PROBLEM
Copy the George Floyd Square excerpt below from "A friend outside" up to and including "Knows the Game.", and substitute "cleansing" for "exorcism".

**** EXCERPT TO READ ****

Samuels remembered how his wife, Sondra, turned to him and said that they should go home before the scene turned ugly. Often at a protest, it’s easy to sniff out violence in a crowd hours before anything happens.
And of course she was right. That night rioters burned commercial districts throughout Minneapolis and St. Paul. It took nearly a week before the city, with the help of the National Guard, fully dispersed the mobs. And by that point, in some areas whole buildings had been razed. Even now, a year later, there is only crabgrass growing over those empty lots.
George Floyd Square wasn’t spared in the riots. The Speedway gas station across the street from Cup Foods was ransacked. It has since been commandeered and renamed People’s Way. It’s a sort of outdoor community center and a good gauge of the square’s mood.
That mood was dark on the day in November that I spoke to Samuels. When I entered the square, I sat around a campfire under the gas station and struck up a conversation with a group of activists who had hitchhiked up from Chicago. They told me that it was their mission to burn Minneapolis to the ground if Donald Trump won the election. To make the point clear, one took out a guitar and began screaming a protest anthem. The tune was Alt-J’s “Matilda,” but the words were of his own composition: “F*** 45!”
Eventually another activist, a guy eating cold beans out of a can, told him to shut up. He kicked me out of the campfire circle when I mentioned that I was a journalist.
The rest of the square was just as dismal. Militiamen were patrolling the perimeter. Cup Foods, reopened a few months before, was selling rotten bananas and shriveled limes. And as I crouched down to look at the votive candles placed near the roped-off spot where Floyd died, I saw something that sent a shudder down my spine. Between the standard Our Lady of Guadalupe and St. Jude candles was an offering to the hooded skull, Santa Muerte, the demon patroness of MS-13.
A friend outside the square later remarked, “Geez, that place needs an exorcism.”
Since then, I’ve gone back several times. Sometimes, outsiders are not allowed in. The barriers are often moved around. New signs pop up and then disappear. Recently, someone built a library, which is stocked with titles ranging from Brian Jacques’ charming Redwall to Chris Matthews’ cringeworthy Hardball: How Politics Is Played, Told by One Who Knows the Game.

**** EXTRACTED INFORMATION ****

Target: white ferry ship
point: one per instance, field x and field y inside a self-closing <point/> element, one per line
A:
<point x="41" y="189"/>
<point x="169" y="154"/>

****

SOLUTION TO THIS EXERCISE
A friend outside the square later remarked, “Geez, that place needs an cleansing.”
Since then, I’ve gone back several times. Sometimes, outsiders are not allowed in. The barriers are often moved around. New signs pop up and then disappear. Recently, someone built a library, which is stocked with titles ranging from Brian Jacques’ charming Redwall to Chris Matthews’ cringeworthy Hardball: How Politics Is Played, Told by One Who Knows the Game.